#### What to work on
In the copy, every record below must appear exactly as given, and no picture may appear.

(Image point grounding data)

=-=-=

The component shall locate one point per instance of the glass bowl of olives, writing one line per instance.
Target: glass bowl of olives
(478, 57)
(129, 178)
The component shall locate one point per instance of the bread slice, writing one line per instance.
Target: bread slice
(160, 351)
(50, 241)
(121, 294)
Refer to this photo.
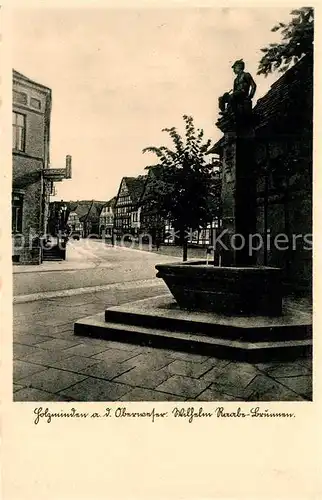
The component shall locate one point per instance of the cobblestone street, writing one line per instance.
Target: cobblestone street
(52, 364)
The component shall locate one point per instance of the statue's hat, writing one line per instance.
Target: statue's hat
(239, 62)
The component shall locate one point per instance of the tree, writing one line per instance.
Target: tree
(297, 42)
(182, 187)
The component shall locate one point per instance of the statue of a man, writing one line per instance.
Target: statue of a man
(244, 89)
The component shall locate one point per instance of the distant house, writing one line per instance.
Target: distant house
(283, 157)
(106, 219)
(82, 216)
(127, 206)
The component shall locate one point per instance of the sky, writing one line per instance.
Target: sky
(118, 76)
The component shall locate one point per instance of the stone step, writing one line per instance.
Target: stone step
(96, 326)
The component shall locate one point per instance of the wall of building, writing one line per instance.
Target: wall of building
(28, 165)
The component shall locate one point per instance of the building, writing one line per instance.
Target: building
(283, 157)
(32, 178)
(106, 219)
(127, 206)
(82, 217)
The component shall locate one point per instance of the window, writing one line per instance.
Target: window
(17, 213)
(18, 131)
(35, 103)
(19, 97)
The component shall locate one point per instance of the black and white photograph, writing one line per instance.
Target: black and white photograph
(162, 169)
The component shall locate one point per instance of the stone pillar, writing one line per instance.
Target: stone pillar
(238, 191)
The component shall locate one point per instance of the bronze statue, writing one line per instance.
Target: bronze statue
(243, 91)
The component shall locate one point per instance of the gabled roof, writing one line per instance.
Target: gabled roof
(288, 99)
(135, 186)
(285, 92)
(110, 203)
(20, 76)
(94, 211)
(86, 210)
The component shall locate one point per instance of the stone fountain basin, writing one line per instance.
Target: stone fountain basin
(228, 290)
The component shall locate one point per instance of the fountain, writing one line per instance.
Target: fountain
(234, 310)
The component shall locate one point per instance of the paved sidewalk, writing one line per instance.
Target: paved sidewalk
(52, 364)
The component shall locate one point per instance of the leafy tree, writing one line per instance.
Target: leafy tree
(182, 187)
(297, 41)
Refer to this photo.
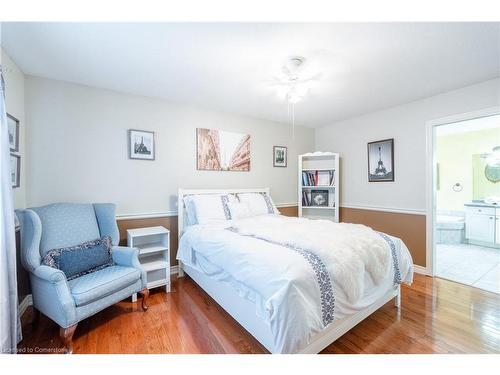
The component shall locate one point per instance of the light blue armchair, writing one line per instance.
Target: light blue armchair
(68, 302)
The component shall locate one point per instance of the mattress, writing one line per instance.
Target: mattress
(278, 281)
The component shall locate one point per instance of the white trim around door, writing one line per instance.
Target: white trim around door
(430, 165)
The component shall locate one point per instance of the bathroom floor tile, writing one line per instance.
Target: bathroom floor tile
(469, 264)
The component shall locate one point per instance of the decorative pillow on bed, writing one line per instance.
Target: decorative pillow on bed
(239, 210)
(259, 203)
(76, 261)
(208, 208)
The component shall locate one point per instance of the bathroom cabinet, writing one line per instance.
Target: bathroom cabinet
(481, 225)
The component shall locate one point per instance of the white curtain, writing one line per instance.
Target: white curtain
(10, 330)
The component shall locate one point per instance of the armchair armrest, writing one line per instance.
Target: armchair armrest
(52, 296)
(49, 274)
(129, 257)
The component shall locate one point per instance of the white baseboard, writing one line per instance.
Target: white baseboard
(421, 270)
(174, 270)
(25, 303)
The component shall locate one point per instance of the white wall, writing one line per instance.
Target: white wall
(14, 102)
(77, 142)
(407, 125)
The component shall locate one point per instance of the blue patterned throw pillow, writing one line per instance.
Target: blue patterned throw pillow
(76, 261)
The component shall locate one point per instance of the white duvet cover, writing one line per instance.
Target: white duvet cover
(283, 279)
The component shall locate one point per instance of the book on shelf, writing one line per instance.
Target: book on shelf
(318, 198)
(318, 178)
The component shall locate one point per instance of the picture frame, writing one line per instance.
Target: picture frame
(319, 198)
(141, 144)
(220, 150)
(381, 160)
(13, 128)
(15, 170)
(280, 156)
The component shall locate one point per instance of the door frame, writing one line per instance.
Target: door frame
(430, 165)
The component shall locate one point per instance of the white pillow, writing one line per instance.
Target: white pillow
(259, 203)
(239, 210)
(208, 208)
(190, 218)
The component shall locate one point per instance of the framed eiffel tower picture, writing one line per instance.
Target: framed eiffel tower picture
(381, 161)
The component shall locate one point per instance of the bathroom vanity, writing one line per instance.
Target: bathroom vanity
(482, 223)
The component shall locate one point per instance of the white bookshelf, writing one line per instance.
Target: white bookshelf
(318, 166)
(154, 254)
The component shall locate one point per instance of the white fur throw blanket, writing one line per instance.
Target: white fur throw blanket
(347, 250)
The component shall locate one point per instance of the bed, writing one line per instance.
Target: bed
(274, 286)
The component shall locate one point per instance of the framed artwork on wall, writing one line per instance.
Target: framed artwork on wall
(15, 170)
(381, 161)
(13, 126)
(280, 156)
(218, 150)
(141, 144)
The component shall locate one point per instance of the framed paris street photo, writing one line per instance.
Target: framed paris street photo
(141, 144)
(279, 156)
(381, 161)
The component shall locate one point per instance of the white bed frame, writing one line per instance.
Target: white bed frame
(243, 311)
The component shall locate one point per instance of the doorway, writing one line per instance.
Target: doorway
(465, 230)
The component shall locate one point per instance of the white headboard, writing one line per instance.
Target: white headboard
(183, 192)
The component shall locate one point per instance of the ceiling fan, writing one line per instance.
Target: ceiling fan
(294, 80)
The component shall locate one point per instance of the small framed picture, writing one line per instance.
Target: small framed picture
(13, 126)
(381, 161)
(319, 198)
(15, 170)
(141, 144)
(280, 156)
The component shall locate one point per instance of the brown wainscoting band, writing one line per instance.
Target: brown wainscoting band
(410, 228)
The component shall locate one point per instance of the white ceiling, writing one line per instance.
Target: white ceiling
(228, 66)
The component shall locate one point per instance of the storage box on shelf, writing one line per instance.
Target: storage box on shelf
(154, 254)
(318, 194)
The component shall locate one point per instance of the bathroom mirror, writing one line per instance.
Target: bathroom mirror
(492, 168)
(492, 172)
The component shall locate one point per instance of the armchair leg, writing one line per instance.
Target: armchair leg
(35, 320)
(145, 294)
(66, 335)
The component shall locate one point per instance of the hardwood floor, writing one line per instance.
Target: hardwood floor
(437, 316)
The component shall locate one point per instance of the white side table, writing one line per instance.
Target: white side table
(154, 254)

=-=-=

#### Reply
The component shall locate one point per instance of the glass bowl of olives, writing one line per instance.
Target: glass bowl of olives
(478, 57)
(129, 178)
The component shall locate one point per instance of the bread slice, writing one line per instance.
Target: bread slice
(160, 351)
(50, 241)
(121, 294)
Refer to this photo.
The component shall locate one point per instance of the cobblestone street, writing one line per instance.
Target: cobblestone street
(52, 364)
The component shall locate one point per instance of the statue's hat, writing one line per instance.
Target: statue's hat
(239, 62)
The component shall locate one point per instance of the tree, writing one line per instance.
Target: tree
(297, 42)
(182, 187)
The component shall locate one point per instance of the statue of a man, writing one line per instance.
Target: statue of a man
(244, 89)
The component shall locate one point per instance of the distant house, writing one line per instance.
Target: distant house
(283, 157)
(106, 219)
(82, 216)
(127, 206)
The component shall locate one point per instance of the sky, writing one line per instance.
Target: sky
(118, 76)
The component shall locate one point per instance of the stone step, writing one line per instance.
Target: stone step
(96, 326)
The component shall locate one point per instance of the wall of building, writing one line per instance.
Target: wall of building
(28, 165)
The component shall locate one point per instance of the building, writing one line per instance.
Target: building
(283, 157)
(32, 178)
(106, 219)
(127, 206)
(82, 217)
The component shall locate one point per instance of the window, writing one line per instance.
Target: window
(17, 213)
(18, 131)
(35, 103)
(19, 97)
The component shall locate one point per instance of the black and white photograph, writing one line per instance.
Target: black and white photograph
(162, 169)
The component shall locate one point per instance of the stone pillar, writing one line per instance.
Target: stone pillar
(238, 191)
The component shall locate one point per instance of the bronze statue, writing one line per instance.
Target: bronze statue
(243, 91)
The component shall locate one point per instance of the gabled roof, writing one line per instance.
Target: gabled roof
(288, 99)
(135, 186)
(285, 92)
(110, 203)
(20, 76)
(94, 211)
(86, 210)
The component shall locate one point per instance of the stone fountain basin, writing one line per instance.
Target: stone fountain basin
(228, 290)
The component shall locate one point per instance of the fountain, writing one line per instance.
Target: fountain
(234, 310)
The component shall locate one point per instance of the paved sidewalk, writing one line per instance.
Target: paved sidewalk
(52, 364)
The component shall locate one point per instance of the leafy tree, writing one line per instance.
Target: leafy tree
(182, 187)
(297, 41)
Refer to this photo.
The component shall locate one point per instance of the light blue armchair, writing one line per instance.
Target: light blue armchair
(68, 302)
The component shall locate one point per instance of the mattress, writing one line per instance.
Target: mattress
(278, 281)
The component shall locate one point per instance of the white trim around door, writing one line per instance.
Target: white trim around door
(430, 165)
The component shall locate one point per instance of the bathroom floor tile, writing one line per instance.
Target: bathroom floor tile
(469, 264)
The component shall locate one point per instance of the decorative pillow on bed, writing one line per instance.
Target: decorative pillow on bed
(239, 210)
(259, 203)
(76, 261)
(208, 208)
The component shall locate one point per instance of the bathroom cabinet, writing one line per instance.
Target: bathroom cabinet
(481, 225)
The component shall locate one point per instance of the white curtain, writing one line per instance.
Target: white curtain
(10, 330)
The component shall locate one point per instance of the armchair armrest, writing one line per instance.
Target: armchair armrest
(52, 296)
(49, 274)
(129, 257)
The component shall locate one point per instance of the white baseboard, writing one line per instance.
Target: white baseboard
(421, 270)
(174, 270)
(25, 303)
The component shall locate one point per instance of the white wall, writing one line per instance.
Target: white wall
(14, 102)
(77, 142)
(407, 125)
The component shall locate one point per instance of the blue patterned throw pillow, writing one line per instance.
Target: blue patterned throw pillow
(76, 261)
The component shall locate one point per instance of the white duvet cover, writing one line per instance.
Target: white duvet cover
(283, 279)
The component shall locate one point per instance of the book on shelf, writing one line per instance.
Target: book on shelf
(318, 198)
(318, 178)
The component shall locate one point per instance of the picture frame, writing one line per instance.
Target: picture frame
(319, 198)
(141, 144)
(220, 150)
(381, 160)
(13, 128)
(15, 170)
(280, 156)
The component shall locate one point per instance of the door frame, writing one line per instance.
Target: door frame
(430, 165)
The component shall locate one point per instance of the white pillow, writing one line per instance.
Target: white pillow
(259, 203)
(239, 210)
(208, 208)
(190, 218)
The component shall locate one point per instance of the framed eiffel tower picture, writing one line per instance.
Target: framed eiffel tower picture
(381, 161)
The component shall locate one point per instance of the bathroom vanity, writing one line per instance.
Target: bathroom vanity
(482, 223)
The component shall locate one point per instance of the white bookshelf, writing one line per instance.
Target: white bookshelf
(318, 166)
(154, 254)
The component shall locate one point per instance of the white fur throw blanket, writing one line per instance.
Target: white fur throw blanket
(347, 250)
The component shall locate one point per instance of the bed, writing one line per instance.
Target: bed
(274, 286)
The component shall locate one point per instance of the framed artwork on wall, writing one line per instance.
Target: framed artwork on wall
(15, 170)
(381, 161)
(13, 126)
(280, 156)
(218, 150)
(141, 144)
The component shall locate one point per instance of the framed paris street photo, writing one line per instance.
Target: framed paris street photo
(141, 144)
(279, 156)
(381, 161)
The component shall locate one point per instance of the white bed frame, writing one line per instance.
Target: white bed frame
(243, 311)
The component shall locate one point per instance of the doorway, writing one line per instance.
Target: doorway
(465, 230)
The component shall locate one point per instance of the white headboard, writing one line per instance.
Target: white headboard
(183, 192)
The component shall locate one point per instance of the ceiling fan, writing one line per instance.
Target: ceiling fan
(294, 80)
The component shall locate one point per instance of the small framed picture, writing one line per instance.
Target: small framed picture
(13, 126)
(381, 161)
(319, 198)
(15, 170)
(141, 144)
(280, 156)
The component shall locate one point per instance of the brown wainscoting band, writing one line per instance.
Target: brown wainscoting band
(410, 228)
The component shall locate one point per instance of the white ceiling, writing one line per instance.
Target: white ceiling
(228, 66)
The component shall locate one point per instance of the storage box on shelf, writing one line per instance.
Target: storage box on shelf
(154, 254)
(318, 194)
The component shall locate one point per instance of the bathroom mirror, writing one line per instance.
Target: bathroom mirror
(492, 168)
(492, 172)
The component shall locate one point per instance of the armchair leg, writing one line per instance.
Target: armchair leg
(35, 320)
(145, 294)
(66, 335)
The component shall locate one point per instance of the hardwood floor, writing one line per instance.
Target: hardwood floor
(437, 316)
The component shall locate one point per instance of the white side table, writing one line per instance.
Target: white side table
(154, 254)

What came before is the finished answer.